• _Aim_
Format every line of the data below as a JSON list of strings, one string per line, and leave out the blank lines.

• _Given entries_
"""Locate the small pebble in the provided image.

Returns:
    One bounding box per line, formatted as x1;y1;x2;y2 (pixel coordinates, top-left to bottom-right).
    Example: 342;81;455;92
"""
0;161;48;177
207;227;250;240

• _Reply to the exercise_
[
  "\"\"\"Locate the small pebble in the provided image.",
  "Returns:",
  "    One bounding box per line, formatted as x1;y1;x2;y2 (pixel coordinates, top-left to bottom-right).",
  "    Example: 342;81;455;92",
  "\"\"\"",
  "0;161;48;177",
  "207;227;250;240"
]